───── Supplied passage
[Python-checkins] r46088 - in python/branches/rjones-funccall: Include/unicodeobject.h Lib/gzip.py Objects/stringobject.c Objects/unicodeobject.c

richard.jones python-checkins at python.org
Tue May 23 11:06:31 CEST 2006


Author: richard.jones
Date: Tue May 23 11:06:29 2006
New Revision: 46088

Modified:
   python/branches/rjones-funccall/   (props changed)
   python/branches/rjones-funccall/Include/unicodeobject.h
   python/branches/rjones-funccall/Lib/gzip.py
   python/branches/rjones-funccall/Objects/stringobject.c
   python/branches/rjones-funccall/Objects/unicodeobject.c
Log:
merge from trunk

Modified: python/branches/rjones-funccall/Include/unicodeobject.h
==============================================================================
--- python/branches/rjones-funccall/Include/unicodeobject.h	(original)
+++ python/branches/rjones-funccall/Include/unicodeobject.h	Tue May 23 11:06:29 2006
@@ -352,12 +352,20 @@
         Py_UNICODE_ISDIGIT(ch) || \
         Py_UNICODE_ISNUMERIC(ch))
 
-#define Py_UNICODE_COPY(target, source, length)\
-    (memcpy((target), (source), (length)*sizeof(Py_UNICODE)))
──────────
Set task 1:
Answer these questions about the checkin message:
(a) What is the new revision number?
(b) What is the log message?
(c) Which file under the Lib directory was modified?
───── Records shown
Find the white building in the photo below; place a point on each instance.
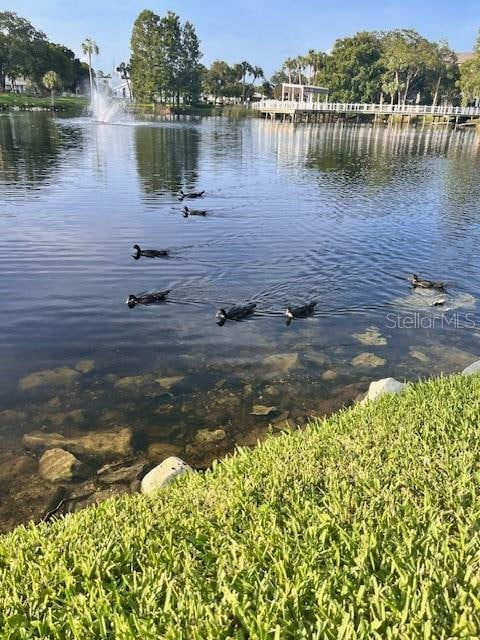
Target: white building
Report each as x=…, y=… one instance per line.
x=303, y=93
x=21, y=85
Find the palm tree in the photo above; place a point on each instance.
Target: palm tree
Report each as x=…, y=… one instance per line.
x=90, y=48
x=124, y=71
x=51, y=81
x=246, y=68
x=257, y=72
x=289, y=66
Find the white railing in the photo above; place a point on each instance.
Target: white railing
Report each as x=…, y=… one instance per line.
x=350, y=107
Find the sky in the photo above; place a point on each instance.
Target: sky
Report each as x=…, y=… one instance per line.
x=262, y=32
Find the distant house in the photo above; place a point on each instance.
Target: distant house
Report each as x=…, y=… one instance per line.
x=303, y=93
x=114, y=85
x=464, y=56
x=20, y=85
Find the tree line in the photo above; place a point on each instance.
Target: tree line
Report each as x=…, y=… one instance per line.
x=165, y=61
x=400, y=66
x=26, y=51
──────────
Set task 2: Write out the stretch of the records from the line containing "Find the white railing" through the end of the records, including both ends.

Exercise result 1:
(a) 46088
(b) merge from trunk
(c) python/branches/rjones-funccall/Lib/gzip.py

Exercise result 2:
Find the white railing in the photo above; place a point on each instance.
Target: white railing
Report each as x=…, y=… one instance per line.
x=350, y=107
Find the sky in the photo above; place a point on each instance.
Target: sky
Report each as x=…, y=… one instance per line.
x=262, y=32
Find the distant house in the photo above; place a point on each instance.
Target: distant house
Report each as x=…, y=… one instance per line.
x=303, y=93
x=114, y=85
x=464, y=56
x=20, y=85
Find the tree line in the photo above; place a point on each instance.
Target: tree line
Report each as x=…, y=… one instance per line.
x=165, y=61
x=400, y=66
x=26, y=51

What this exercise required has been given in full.